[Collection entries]
★ ★ ★ ★ ★

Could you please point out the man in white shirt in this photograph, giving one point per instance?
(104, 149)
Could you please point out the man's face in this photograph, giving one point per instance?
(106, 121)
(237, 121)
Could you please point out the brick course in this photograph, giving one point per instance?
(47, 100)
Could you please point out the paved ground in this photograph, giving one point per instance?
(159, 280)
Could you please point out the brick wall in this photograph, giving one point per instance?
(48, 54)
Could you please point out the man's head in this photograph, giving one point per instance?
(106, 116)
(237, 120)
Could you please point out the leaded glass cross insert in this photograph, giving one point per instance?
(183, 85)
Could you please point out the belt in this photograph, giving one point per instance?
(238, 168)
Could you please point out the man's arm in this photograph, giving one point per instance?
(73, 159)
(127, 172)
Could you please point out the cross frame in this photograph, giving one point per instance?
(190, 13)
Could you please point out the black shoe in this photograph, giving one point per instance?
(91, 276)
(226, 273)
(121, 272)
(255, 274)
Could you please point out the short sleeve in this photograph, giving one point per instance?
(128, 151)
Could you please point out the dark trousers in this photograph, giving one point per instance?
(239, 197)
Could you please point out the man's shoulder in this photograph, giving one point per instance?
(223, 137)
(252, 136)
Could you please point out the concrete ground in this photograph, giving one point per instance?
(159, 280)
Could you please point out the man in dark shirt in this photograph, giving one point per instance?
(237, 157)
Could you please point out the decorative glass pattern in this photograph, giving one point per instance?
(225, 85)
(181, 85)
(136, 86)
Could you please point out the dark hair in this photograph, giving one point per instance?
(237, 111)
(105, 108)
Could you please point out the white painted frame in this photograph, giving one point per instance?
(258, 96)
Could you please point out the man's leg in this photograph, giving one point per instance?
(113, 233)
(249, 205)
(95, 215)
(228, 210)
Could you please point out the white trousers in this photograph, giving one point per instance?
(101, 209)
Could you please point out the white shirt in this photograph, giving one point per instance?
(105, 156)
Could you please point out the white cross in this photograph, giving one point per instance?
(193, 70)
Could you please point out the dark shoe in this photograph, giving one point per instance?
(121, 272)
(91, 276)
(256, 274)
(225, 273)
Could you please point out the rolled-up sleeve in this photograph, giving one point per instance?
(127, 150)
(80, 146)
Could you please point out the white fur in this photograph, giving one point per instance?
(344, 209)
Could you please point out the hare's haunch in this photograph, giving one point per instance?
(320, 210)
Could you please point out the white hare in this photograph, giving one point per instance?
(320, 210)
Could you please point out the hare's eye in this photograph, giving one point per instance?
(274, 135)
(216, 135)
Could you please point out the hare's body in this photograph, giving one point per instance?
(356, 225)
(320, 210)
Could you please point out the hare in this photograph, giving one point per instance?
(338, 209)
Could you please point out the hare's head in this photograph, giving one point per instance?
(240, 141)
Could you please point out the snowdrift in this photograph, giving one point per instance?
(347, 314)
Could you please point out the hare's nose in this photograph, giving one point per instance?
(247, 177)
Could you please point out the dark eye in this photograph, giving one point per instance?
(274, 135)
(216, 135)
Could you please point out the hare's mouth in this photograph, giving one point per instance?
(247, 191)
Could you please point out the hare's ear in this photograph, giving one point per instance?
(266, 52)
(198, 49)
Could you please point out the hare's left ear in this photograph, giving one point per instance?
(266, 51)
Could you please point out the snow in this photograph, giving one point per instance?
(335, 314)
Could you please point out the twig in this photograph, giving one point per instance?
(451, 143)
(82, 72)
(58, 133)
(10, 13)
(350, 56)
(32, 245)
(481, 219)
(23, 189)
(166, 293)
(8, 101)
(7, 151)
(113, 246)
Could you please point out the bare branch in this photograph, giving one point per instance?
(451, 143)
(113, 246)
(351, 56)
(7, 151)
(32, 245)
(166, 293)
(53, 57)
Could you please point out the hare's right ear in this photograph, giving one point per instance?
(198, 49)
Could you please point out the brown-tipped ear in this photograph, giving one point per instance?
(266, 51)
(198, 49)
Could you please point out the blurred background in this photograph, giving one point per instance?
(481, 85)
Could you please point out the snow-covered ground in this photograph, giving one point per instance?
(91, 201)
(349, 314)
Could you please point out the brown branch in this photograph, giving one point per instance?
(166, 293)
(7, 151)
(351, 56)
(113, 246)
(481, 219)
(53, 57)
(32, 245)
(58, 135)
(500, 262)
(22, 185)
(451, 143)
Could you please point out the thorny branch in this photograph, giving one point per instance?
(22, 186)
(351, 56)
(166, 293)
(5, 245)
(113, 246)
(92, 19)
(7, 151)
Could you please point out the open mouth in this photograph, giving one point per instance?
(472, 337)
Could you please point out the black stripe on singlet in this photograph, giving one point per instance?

★ ★ ★ ★ ★

#### AIM:
Reproduce every one of the records above word for word, changing nothing.

#### SOLUTION FOR THIS PROBLEM:
Could you please point out the man in white shirt in this photograph, giving one point per instance?
(104, 149)
Could you please point out the man's face in this photograph, giving one point per instance?
(106, 121)
(237, 121)
Could you please point out the brick course in this photograph, giving one point per instance?
(47, 100)
Could you please point out the paved ground in this photograph, giving one point per instance?
(159, 280)
Could you please point out the brick wall in this photograph, giving one point per instance?
(48, 54)
Could you please point out the man's head in this photograph, giving one point per instance?
(106, 116)
(237, 120)
Could you please point out the leaded glass cross insert in this photograph, giving one point per instance?
(183, 85)
Could you please point out the belt in this photograph, giving one point per instance?
(238, 168)
Could you please point out the man's arm in this photograph, giving one point per instance?
(73, 159)
(127, 172)
Could you please point out the cross frame in this photograph, giving one point per instance?
(190, 13)
Could you please point out the black shoe in this photograph, giving one point per instance?
(91, 276)
(226, 273)
(121, 272)
(255, 274)
Could you please point out the short sleeve in this photograph, giving one point per instance?
(128, 151)
Could you please point out the dark trousers in this photograph, giving one point per instance?
(239, 197)
Could you please point out the man's shoulder in this photograph, giving one point per instance?
(223, 137)
(252, 136)
Could you please point out the concrete ground in this photograph, giving one point per instance?
(159, 280)
Could you please point out the man in dark shirt in this photograph, giving one point per instance?
(237, 157)
Could you please point out the decorative glass pattern in this photograph, giving one point per instance?
(225, 85)
(181, 85)
(136, 86)
Could you please point out the dark hair in this photograph, giving one point per instance?
(237, 111)
(105, 108)
Could you please point out the white painted frame in this photograph, giving one point per instance?
(258, 96)
Could you please point out the man's leg in this photograph, giving one point per instance?
(113, 233)
(249, 205)
(95, 215)
(228, 210)
Could you please point out the white trousers in this photograph, giving one point per instance?
(101, 209)
Could you please point out the white shirt in this photograph, giving one point per instance?
(105, 156)
Could you please point out the white cross in this photograph, giving one point per instance?
(193, 70)
Could you please point out the dark shoe in this photograph, giving one point per instance?
(121, 272)
(91, 276)
(256, 274)
(225, 273)
Could you please point out the rolled-up sleeve in this photograph, giving one point per instance?
(127, 150)
(80, 146)
Could you please point out the white fur in this photograph, giving one point per instance?
(344, 209)
Could you please point out the hare's haunch in this photograph, giving one point per instance?
(320, 210)
Could you please point out the white hare in this photograph, giving one point per instance?
(320, 210)
Could you please point out the hare's eye in this photograph, giving one point per instance?
(274, 135)
(216, 135)
Could you please point out the hare's body in this photograph, giving one point per instance?
(356, 225)
(320, 210)
Could you please point out the hare in this photograph, giving one point per instance?
(338, 209)
Could you please point out the hare's head in this photograph, giving one point per instance?
(240, 141)
Could you please point out the snowdrift in this photograph, giving one point per instance?
(347, 314)
Could you please point out the hare's nose in this photograph, giving one point per instance?
(247, 177)
Could you please point out the dark eye in this photograph, giving one point per instance?
(274, 135)
(216, 135)
Could you please point out the hare's mouth in this photograph, giving one point per instance?
(247, 191)
Could you please point out the hare's ear in this photograph, giving one point per instance?
(266, 52)
(198, 49)
Could you please point out the hare's left ear in this photograph, giving one point per instance?
(266, 51)
Could you please point out the snow in this photograph, giving one point per instance?
(335, 314)
Could you please point out the twig in this photograph, giving one point per instance?
(451, 143)
(82, 72)
(58, 133)
(10, 13)
(350, 56)
(32, 245)
(481, 219)
(23, 189)
(166, 293)
(8, 101)
(7, 151)
(113, 246)
Could you please point out the bare branch in this photograph, giving one point per instance?
(451, 143)
(113, 246)
(351, 56)
(7, 151)
(32, 245)
(166, 293)
(53, 57)
Could you please point out the hare's right ear in this photograph, giving one point per instance?
(198, 49)
Could you please point out the brown-tipped ear in this photograph, giving one point per instance?
(266, 51)
(198, 49)
Could you please point out the blurred background in this photograph, giving one point per instance?
(481, 85)
Could you please point out the snow-covered ground in this photograph, giving one point per instance?
(91, 201)
(349, 314)
Could you please point out the brown branch in this photograph, giving one point per instance?
(166, 293)
(7, 151)
(351, 56)
(113, 246)
(481, 219)
(53, 57)
(32, 245)
(58, 135)
(500, 262)
(22, 185)
(451, 143)
Could you please point out the thorny branch in this photograph, giving one point per instance?
(22, 186)
(351, 56)
(166, 293)
(5, 245)
(113, 246)
(92, 19)
(7, 151)
Could you please point out the open mouth in this photograph, giving one point per instance?
(472, 337)
Could you please point out the black stripe on singlet in this photograph, giving one point per instance?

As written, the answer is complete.